## [GIVEN TASK]
Shift every coordinate in the answers up by 25 and reproduce the rows from the line with "Provide the mask of every instance of the shoreline" up to and including the line with "[[0,91],[0,191],[256,188],[255,153],[138,114],[109,91]]", leaving the request text unchanged. Omit the pictures.

## [MATERIAL TO PROCESS]
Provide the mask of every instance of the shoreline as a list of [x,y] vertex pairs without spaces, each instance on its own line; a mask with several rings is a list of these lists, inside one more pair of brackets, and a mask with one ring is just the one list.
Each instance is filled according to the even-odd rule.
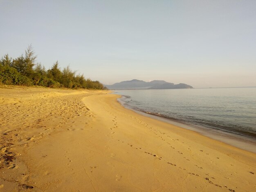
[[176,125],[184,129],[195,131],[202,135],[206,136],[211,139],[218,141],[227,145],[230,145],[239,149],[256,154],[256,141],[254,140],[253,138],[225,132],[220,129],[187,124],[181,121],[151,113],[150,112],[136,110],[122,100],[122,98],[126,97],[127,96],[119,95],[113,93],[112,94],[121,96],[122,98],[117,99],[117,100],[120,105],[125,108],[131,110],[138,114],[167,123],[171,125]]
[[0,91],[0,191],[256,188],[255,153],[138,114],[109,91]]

...

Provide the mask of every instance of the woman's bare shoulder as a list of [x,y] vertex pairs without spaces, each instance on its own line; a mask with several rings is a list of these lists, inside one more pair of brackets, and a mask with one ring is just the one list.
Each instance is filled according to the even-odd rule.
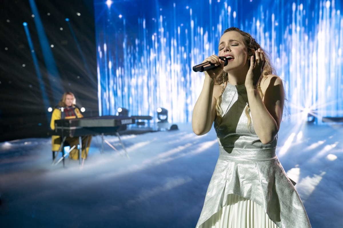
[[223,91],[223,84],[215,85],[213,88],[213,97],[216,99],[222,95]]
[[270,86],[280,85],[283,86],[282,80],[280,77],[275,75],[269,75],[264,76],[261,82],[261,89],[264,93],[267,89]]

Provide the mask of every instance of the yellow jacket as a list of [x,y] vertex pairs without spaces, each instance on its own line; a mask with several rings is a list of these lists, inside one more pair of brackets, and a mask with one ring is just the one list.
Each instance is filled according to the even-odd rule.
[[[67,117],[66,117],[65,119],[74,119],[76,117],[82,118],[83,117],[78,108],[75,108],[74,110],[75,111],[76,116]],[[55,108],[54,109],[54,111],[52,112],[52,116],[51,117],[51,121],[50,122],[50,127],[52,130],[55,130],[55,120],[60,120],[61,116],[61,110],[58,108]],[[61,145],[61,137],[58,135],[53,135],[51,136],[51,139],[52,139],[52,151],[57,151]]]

---

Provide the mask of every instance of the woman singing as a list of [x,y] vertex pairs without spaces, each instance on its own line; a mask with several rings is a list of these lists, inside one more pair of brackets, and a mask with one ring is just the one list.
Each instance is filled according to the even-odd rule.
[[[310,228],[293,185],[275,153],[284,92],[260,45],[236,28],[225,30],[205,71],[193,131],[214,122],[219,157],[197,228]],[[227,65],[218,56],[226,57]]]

## [COMPLETED TASK]
Provide the mask of every instance of the shoreline as a list of [x,y] vertex pairs without spaces, each instance on its own line; a mask with several rings is a list of these lists, inside one more pair of brackets, and a mask with one ring is just the one list.
Each instance is filled according to the even-odd rule.
[[201,150],[209,154],[220,156],[227,160],[231,161],[236,164],[243,166],[252,170],[255,170],[264,174],[281,179],[281,166],[279,165],[278,163],[250,157],[245,154],[212,149],[206,146],[176,138],[175,137],[161,135],[147,125],[147,123],[151,122],[152,121],[144,120],[138,118],[137,119],[146,121],[147,123],[142,124],[142,125],[145,130],[150,133],[156,135],[163,139],[192,148],[196,150]]
[[25,116],[25,216],[281,213],[280,178],[163,139],[134,116]]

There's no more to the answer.